◆ Provided passage
In [44]:
!pip install portalocker



In [45]:
import torch
import torch.nn as nn
import torch.optim as optim
import numpy as np

from tqdm import tqdm
import time

device = torch.device("cuda")

In [46]:
def txt2list(filename):
  f = open(filename, 'r')
  lines = f.readlines()
  f.close()
  raw = ''.join(lines)
  sents_raw = raw.split('\n\n')
  words_raw=[]
  for sent in sents_raw:
    words_raw.append(sent.split('\n'))
  words_raw=words_raw[:-1]
  tokenized_list = []
  for words in words_raw:
    w_list, pos_list = [],[]
    for word in words:
      w, pos = tuple(word.split('\t'))
      w_list.append(w.lower())
      pos_list.append(pos)
    tokenized_list.append((w_list, pos_list))
  return tokenized_list

In [47]:
train_list = txt2list('/content/drive/MyDrive/Colab Notebooks/POS_tagger/train.txt')
valid_list = txt2list('/content/drive/MyDrive/Colab Notebooks/POS_tagger/valid.txt')
test_list = txt2list('/content/drive/MyDrive/Colab Notebooks/POS_tagger/test.txt')

In [48]:
train_list[-1]

(['swansea', '1', 'lincoln', '2'], ['NN', 'CD', 'NNP', 'CD'])

In [49]:
def list2textpos(list_):
  text, pos = [], []
  for t in list_:
    text.append(t[0])

◆ Dataset entries
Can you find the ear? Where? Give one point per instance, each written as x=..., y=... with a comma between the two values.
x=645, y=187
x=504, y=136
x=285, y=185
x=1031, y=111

◆ Problem statement
Quote the part-of-speech tagger notebook code in full, reproducing every line verbatim.

◆ Answer to this task
In [44]:
!pip install portalocker



In [45]:
import torch
import torch.nn as nn
import torch.optim as optim
import numpy as np

from tqdm import tqdm
import time

device = torch.device("cuda")

In [46]:
def txt2list(filename):
  f = open(filename, 'r')
  lines = f.readlines()
  f.close()
  raw = ''.join(lines)
  sents_raw = raw.split('\n\n')
  words_raw=[]
  for sent in sents_raw:
    words_raw.append(sent.split('\n'))
  words_raw=words_raw[:-1]
  tokenized_list = []
  for words in words_raw:
    w_list, pos_list = [],[]
    for word in words:
      w, pos = tuple(word.split('\t'))
      w_list.append(w.lower())
      pos_list.append(pos)
    tokenized_list.append((w_list, pos_list))
  return tokenized_list

In [47]:
train_list = txt2list('/content/drive/MyDrive/Colab Notebooks/POS_tagger/train.txt')
valid_list = txt2list('/content/drive/MyDrive/Colab Notebooks/POS_tagger/valid.txt')
test_list = txt2list('/content/drive/MyDrive/Colab Notebooks/POS_tagger/test.txt')

In [48]:
train_list[-1]

(['swansea', '1', 'lincoln', '2'], ['NN', 'CD', 'NNP', 'CD'])

In [49]:
def list2textpos(list_):
  text, pos = [], []
  for t in list_:
    text.append(t[0])